• Task: Would you return the entries below exactly from the line containing "Target: lower lip" onward, ending with the final line and including it, and nothing else?

• Records supplied:
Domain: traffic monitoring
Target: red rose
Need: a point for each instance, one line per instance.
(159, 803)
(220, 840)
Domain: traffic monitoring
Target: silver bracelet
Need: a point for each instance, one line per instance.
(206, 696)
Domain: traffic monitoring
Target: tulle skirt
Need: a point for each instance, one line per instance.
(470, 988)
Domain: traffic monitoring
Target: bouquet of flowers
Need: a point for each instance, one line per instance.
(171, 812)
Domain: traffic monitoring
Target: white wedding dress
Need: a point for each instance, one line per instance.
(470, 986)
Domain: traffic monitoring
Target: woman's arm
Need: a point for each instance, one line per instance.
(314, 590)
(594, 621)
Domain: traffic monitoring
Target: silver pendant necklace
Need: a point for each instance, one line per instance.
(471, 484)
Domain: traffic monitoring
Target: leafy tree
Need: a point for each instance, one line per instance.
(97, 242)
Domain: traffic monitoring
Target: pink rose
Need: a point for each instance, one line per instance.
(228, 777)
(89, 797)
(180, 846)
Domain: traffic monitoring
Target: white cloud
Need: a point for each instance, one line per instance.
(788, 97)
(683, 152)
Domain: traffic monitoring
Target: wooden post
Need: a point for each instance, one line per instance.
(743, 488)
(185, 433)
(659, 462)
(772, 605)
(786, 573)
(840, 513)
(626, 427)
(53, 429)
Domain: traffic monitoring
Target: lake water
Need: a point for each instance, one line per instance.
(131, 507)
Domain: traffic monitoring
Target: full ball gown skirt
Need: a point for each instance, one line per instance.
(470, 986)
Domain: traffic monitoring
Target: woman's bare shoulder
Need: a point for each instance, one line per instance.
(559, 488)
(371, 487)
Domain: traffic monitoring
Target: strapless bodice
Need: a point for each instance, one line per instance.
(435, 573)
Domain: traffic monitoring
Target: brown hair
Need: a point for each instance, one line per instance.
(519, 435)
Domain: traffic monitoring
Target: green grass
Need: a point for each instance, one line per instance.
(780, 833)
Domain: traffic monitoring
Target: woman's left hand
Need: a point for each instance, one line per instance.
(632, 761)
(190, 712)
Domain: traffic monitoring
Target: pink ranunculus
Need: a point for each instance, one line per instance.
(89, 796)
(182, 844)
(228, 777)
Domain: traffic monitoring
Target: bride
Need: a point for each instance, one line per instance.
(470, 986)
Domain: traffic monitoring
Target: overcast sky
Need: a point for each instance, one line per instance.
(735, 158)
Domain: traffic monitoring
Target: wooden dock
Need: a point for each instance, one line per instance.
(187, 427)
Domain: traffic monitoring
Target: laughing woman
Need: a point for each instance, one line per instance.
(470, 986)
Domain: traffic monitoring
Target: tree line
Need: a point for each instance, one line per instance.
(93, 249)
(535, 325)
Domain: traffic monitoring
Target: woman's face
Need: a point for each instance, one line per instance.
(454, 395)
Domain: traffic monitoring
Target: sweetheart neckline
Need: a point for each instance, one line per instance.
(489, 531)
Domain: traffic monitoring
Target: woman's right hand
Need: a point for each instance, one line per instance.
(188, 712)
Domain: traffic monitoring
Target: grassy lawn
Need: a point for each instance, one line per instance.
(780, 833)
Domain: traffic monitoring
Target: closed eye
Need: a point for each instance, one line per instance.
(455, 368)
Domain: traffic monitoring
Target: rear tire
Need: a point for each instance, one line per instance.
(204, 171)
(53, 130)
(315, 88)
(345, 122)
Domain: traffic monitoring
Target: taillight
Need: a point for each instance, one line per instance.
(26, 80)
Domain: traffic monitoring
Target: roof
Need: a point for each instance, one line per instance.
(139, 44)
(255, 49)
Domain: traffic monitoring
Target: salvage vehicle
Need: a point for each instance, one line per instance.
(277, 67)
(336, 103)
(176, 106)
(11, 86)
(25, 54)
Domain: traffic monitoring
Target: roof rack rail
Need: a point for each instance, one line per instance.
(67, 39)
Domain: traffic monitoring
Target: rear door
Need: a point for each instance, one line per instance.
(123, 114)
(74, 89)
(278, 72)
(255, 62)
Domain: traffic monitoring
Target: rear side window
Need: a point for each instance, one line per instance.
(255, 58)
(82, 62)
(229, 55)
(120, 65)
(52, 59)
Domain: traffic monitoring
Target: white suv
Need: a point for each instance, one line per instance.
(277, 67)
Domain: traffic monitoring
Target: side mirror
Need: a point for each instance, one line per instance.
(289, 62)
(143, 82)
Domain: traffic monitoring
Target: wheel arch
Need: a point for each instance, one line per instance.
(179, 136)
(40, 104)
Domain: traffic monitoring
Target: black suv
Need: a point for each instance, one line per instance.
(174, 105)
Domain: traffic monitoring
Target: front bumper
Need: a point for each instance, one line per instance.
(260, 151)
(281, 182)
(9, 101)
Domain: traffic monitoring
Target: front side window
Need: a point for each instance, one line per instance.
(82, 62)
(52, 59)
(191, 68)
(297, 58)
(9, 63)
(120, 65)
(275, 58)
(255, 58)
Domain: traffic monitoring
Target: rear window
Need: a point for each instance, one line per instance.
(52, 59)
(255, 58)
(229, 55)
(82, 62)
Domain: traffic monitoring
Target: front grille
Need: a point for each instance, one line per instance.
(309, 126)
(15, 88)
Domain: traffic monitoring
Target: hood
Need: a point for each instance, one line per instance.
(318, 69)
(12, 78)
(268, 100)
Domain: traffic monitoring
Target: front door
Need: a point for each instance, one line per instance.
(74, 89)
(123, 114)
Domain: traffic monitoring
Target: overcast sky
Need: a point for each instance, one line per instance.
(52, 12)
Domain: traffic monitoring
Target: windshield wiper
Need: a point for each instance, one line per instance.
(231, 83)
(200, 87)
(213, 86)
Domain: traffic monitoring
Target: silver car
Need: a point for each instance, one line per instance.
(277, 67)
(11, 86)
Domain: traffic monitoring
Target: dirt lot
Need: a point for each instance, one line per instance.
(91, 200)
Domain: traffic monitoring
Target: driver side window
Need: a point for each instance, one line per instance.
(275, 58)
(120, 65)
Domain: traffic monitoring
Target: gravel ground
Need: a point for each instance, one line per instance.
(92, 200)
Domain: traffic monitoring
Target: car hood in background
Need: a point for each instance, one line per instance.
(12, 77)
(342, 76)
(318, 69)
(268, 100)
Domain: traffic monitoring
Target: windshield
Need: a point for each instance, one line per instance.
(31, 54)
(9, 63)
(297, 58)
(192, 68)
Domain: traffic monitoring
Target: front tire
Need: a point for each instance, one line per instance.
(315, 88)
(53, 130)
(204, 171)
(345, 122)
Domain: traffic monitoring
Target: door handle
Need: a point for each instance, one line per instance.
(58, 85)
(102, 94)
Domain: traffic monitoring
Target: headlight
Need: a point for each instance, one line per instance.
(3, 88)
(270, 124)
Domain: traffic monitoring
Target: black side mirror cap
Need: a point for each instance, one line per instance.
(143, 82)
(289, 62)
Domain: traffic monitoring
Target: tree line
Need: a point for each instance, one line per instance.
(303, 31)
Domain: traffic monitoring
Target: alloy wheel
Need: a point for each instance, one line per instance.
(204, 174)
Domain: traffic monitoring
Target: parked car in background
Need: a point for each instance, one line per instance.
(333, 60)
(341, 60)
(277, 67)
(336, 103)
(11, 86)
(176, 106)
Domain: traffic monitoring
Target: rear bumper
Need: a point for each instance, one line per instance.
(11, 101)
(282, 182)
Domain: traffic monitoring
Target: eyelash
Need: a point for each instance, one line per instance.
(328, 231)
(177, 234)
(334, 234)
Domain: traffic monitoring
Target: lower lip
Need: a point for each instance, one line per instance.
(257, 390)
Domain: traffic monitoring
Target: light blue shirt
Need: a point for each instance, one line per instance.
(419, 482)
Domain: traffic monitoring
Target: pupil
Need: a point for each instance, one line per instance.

• Output for this exercise:
Target: lower lip
Need: a point for each instance, one line per instance.
(257, 390)
Domain: traffic monitoring
Target: light blue shirt
Need: a point for each instance, one line per instance.
(419, 482)
Domain: traffic monitoring
Target: pupil
Need: a point for each instance, one line per instance.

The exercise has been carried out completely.